Soal yang Diberikan
Periksa apakah pernyataan berikut sesuai dengan teks tentang Abu Bakar Ash-Shiddiq, lalu jawab ya atau tidak dengan menyertakan kutipan persis dari teks yang menjadi dasar jawaban: (a) Abu Bakar adalah satu-satunya sahabat yang menemani Rasulullah ﷺ dalam perjalanan hijrah menuju gua Tsur; (b) hadits tentang perintah agar Abu Bakar mengimami shalat hanya diriwayatkan oleh Imam Muslim; (c) Ibnu Daghinah meminta Abu Bakar berhijrah ke Habasyah.

Abu Bakar Ash-Shiddiq: Sahabat yang Menangis Saat Membaca Al-Qur’an
Abu Bakar Ash-Shiddiq radhiyallahu ‘anhu adalah sosok sahabat Rasulullah ﷺ yang dikenal dengan kelembutan hati dan keteguhannya dalam agama. Dia adalah laki-laki dewasa pertama yang beriman kepada Rasulullah ﷺ dan satu-satunya sahabat yang menemani beliau dalam perjalanan hijrah menuju gua Tsur. Keutamaannya diakui oleh Rasulullah ﷺ, para sahabat, dan generasi setelahnya.
Salah satu sifat yang paling mencolok dari Abu Bakar adalah kepekaan dan kelembutannya, terutama ketika membaca atau mendengar bacaan Al-Qur’an. Dalam banyak riwayat, disebutkan bahwa Abu Bakar tidak mampu menahan air matanya saat membaca ayat-ayat Allah.
Tangisan Abu Bakar Saat Membaca Al-Qur’an
Dalam sebuah hadits yang diriwayatkan oleh Imam Al-Bukhari dan Muslim, ketika Rasulullah ﷺ jatuh sakit, beliau bersabda:
“Suruhlah Abu Bakar untuk mengimami shalat.”
Namun, Aisyah radhiyallahu ‘anha, putri Abu Bakar, berkata:
“Sesungguhnya Abu Bakar adalah seseorang yang sangat sensitif. Jika membaca Al-Qur’an, dia tidak akan kuasa menahan tangisannya.”
Meskipun Aisyah berusaha membujuk Rasulullah ﷺ agar menunjuk orang lain, beliau tetap bersabda:
“Suruhlah Abu Bakar untuk mengimami shalat! Kalian ini seperti saudara-saudaranya Yusuf saja!”
Kelembutan hati Abu Bakar tidak hanya terlihat dalam shalat, tetapi juga saat ia membaca Al-Qur’an sendiri. Dalam riwayat lain yang dibawakan oleh Imam Al-Bukhari, disebutkan bahwa Abu Bakar pernah berniat berhijrah ke Habasyah karena tekanan dari kaum Quraisy. Namun, seorang kepala suku Quraisy, Ibnu Daghinah, memberinya perlindungan dan memintanya untuk tetap tinggal di Mekah.

Data Hasil Ekstraksi
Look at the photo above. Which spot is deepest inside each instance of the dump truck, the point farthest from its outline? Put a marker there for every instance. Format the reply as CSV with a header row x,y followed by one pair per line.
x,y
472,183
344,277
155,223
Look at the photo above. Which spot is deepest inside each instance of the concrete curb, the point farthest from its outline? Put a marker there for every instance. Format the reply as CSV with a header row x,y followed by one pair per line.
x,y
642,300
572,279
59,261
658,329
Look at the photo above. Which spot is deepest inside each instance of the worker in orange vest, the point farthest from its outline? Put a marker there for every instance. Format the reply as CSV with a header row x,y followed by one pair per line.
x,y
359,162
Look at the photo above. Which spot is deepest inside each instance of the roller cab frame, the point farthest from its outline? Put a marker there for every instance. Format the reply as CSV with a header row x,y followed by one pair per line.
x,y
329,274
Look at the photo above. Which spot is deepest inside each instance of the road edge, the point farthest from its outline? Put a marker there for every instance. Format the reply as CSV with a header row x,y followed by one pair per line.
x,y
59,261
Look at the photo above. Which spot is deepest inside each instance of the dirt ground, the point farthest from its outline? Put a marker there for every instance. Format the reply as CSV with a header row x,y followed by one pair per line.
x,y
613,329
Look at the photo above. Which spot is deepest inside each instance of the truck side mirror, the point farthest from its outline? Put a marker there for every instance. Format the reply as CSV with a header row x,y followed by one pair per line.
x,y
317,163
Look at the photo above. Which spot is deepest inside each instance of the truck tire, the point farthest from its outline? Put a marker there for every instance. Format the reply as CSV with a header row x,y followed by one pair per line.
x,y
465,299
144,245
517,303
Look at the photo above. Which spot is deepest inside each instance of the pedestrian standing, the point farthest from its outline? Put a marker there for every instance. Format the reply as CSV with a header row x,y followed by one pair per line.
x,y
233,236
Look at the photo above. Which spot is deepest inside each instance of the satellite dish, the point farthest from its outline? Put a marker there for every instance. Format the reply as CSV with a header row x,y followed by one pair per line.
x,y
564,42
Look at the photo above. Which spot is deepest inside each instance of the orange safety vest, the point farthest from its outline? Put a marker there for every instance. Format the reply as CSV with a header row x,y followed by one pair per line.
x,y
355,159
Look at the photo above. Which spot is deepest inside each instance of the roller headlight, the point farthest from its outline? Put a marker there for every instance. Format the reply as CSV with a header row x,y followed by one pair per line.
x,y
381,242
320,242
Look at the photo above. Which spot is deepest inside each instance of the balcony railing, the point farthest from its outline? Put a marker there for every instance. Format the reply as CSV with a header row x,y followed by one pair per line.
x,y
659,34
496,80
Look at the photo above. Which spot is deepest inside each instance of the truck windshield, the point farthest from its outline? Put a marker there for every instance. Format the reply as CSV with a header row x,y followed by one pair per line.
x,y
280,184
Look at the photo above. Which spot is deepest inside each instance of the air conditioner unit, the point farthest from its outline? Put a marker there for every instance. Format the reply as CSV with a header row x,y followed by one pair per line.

Jawaban Tertulis
(a) Ya: "satu-satunya sahabat yang menemani beliau dalam perjalanan hijrah menuju gua Tsur"
(b) Tidak: "diriwayatkan oleh Imam Al-Bukhari dan Muslim"
(c) Tidak: "memberinya perlindungan dan memintanya untuk tetap tinggal di Mekah"